REQUIRED ACTION A ::
Condense the paragraph of the oak wilt article that begins "There are ways to prevent the spread" into a short bulleted list that keeps its main facts.
REQUIRED ACTION B ::
Write the next few sentences of the oak wilt article, picking up after its final sentence.

TEXAS – Oak trees are a common site in many Texas yards, providing much needed shade for homeowners as well as habitat for native Texas wildlife. However, pruning the trees during the springtime can have unintended consequences that may leave trees in danger.

  • Oak wilt is spread through tree wounds
  • Infected trees can die within weeks of infection
  • Millions of trees have died from oak wilt

Berny Schiff’s yard is full of oak trees. It’s one of his favorite things about his home. But those trees are under attack by a disease that has killed millions of oak trees across Texas.

“Oak wilt is an often fatal, fungal disease that affects oak trees throughout Texas,” explains April Rose, the Urban Forest Health Coordinator for the City of Austin.

It’s a brutal disease that disables the water conducting system and is sometimes spread when roots graph together underground.

The disease can be spread any time of year but circumstances are perfect in the spring, according to the Texas A&M Forest Service, which recently issued the following statement about the disease: 

“Spring is the time of high fungal mat production, high insect populations and the highest susceptibility to disease for oaks.”

There are ways to prevent the spread of the disease. The first is to avoid pruning during the spring. Oak wilt can also be found in spores under the bark of an infected tree. When there is damage to a tree, sap eating beetles that may be carrying the disease bring the spores with them, infecting the new wounded oak.

But if an oak tree does get wounded and bark is removed, there is a simple step a property owner can take to try and prevent the spread: paint. The Texas A&M Forest Service recommends painting over tree wounds, stating any kind of paint will do. This deters bugs that may be carrying the disease.

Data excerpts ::

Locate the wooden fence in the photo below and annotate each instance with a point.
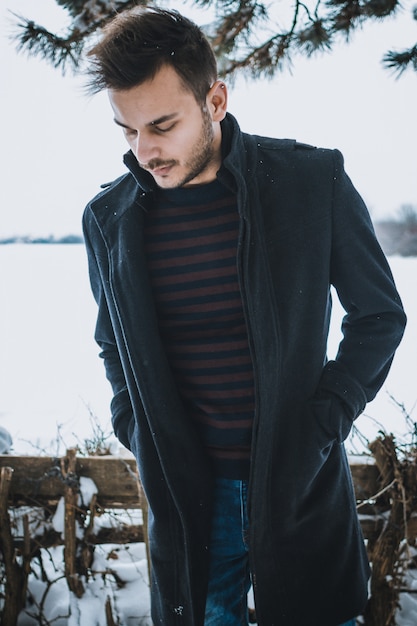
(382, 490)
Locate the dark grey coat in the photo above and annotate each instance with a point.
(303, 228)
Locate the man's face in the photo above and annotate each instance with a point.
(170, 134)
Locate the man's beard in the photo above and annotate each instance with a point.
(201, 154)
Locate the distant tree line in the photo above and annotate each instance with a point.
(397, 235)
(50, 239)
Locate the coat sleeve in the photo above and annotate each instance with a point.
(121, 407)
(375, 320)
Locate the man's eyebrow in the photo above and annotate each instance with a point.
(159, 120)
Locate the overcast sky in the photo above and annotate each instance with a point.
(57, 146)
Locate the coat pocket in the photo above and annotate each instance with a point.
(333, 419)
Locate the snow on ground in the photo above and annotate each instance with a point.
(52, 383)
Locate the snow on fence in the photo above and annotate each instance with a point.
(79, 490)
...
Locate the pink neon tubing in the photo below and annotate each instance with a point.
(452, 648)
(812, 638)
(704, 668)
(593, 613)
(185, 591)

WRITTEN RESPONSE A ::
- The spread of the disease can be prevented, first of all by not pruning in the spring.
- Oak wilt spores can be found under the bark of an infected tree.
- When a tree is damaged, sap-eating beetles that may carry the disease bring the spores to it and infect the wounded oak.

WRITTEN RESPONSE B ::
How to tell if your trees may be infected: Different types of oak trees show different symptoms. For live oaks, the telltale sign is veins on the leaves. If you have red oaks, the Forest Service says the signs are a little less distinct:

“In early spring, young leaves simply wilt, turning pale green and brown, usually remaining attached for a period of time. Mature leaves develop dark green water soaking symptoms or turn pale green or bronze, starting at the leaf margins and progressing inward.”

Rose says that if you think your trees are infected, it’s important to contact a certified arborist right away because the timing for treatment can be tricky. She also adds it’s important to communicate with neighbors to help stop the fungus from spreading.

As for Schiff’s trees, many are too far gone.

“All of these trees, we were waiting for them to really leaf out and they never did," Schiff said. 

But he’s working to try and save the ones that aren’t infected as well as stopping the spread.